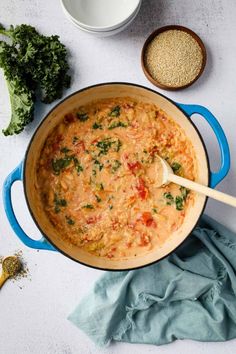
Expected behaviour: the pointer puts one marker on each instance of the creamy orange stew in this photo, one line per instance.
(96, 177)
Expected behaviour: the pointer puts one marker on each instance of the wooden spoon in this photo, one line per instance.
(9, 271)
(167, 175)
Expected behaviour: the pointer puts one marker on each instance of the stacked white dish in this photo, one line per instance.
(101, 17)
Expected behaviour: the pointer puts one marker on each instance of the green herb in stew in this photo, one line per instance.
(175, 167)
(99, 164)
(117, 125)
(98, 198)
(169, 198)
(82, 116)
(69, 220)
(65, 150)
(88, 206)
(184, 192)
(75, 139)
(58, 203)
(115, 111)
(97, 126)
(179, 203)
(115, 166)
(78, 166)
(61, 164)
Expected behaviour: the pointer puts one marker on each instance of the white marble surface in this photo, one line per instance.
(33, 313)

* * * * * * * * *

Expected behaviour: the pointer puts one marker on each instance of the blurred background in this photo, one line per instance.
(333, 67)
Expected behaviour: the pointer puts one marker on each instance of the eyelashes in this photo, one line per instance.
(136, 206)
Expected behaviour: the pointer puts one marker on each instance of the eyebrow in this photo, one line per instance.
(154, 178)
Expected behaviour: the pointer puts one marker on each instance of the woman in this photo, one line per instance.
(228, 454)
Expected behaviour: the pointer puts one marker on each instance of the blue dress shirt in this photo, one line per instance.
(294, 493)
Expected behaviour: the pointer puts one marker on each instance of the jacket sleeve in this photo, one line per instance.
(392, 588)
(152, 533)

* * * * * * * * *

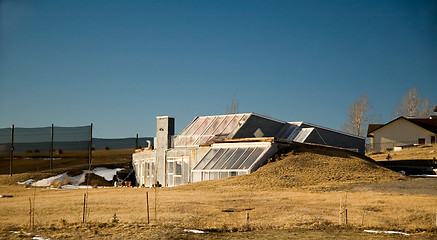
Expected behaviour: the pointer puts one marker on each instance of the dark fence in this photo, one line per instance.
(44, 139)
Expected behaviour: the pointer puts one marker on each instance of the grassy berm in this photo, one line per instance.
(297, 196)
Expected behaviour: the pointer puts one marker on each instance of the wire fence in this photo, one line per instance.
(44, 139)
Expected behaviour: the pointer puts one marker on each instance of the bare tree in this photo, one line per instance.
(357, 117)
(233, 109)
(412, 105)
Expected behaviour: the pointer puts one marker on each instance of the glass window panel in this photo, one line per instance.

* * * * * * * * *

Work to be completed -
The required answer is the exact run of lines above starting at the line with "of the wire" and ending at the line with "panel in this photo, one line per instance.", with both ends present.

Worked solution -
Expected behaviour: the pointer puts one marker on each instance of the wire fence in this photo, one line per instance.
(44, 139)
Expected behaviour: the pointer puts one marker on each instance of the bare tree in this photo, one line per instance.
(357, 117)
(233, 109)
(412, 105)
Expected behaviour: the pointer puts one marker on each instance of the glass window panel in this photo, one line per instance.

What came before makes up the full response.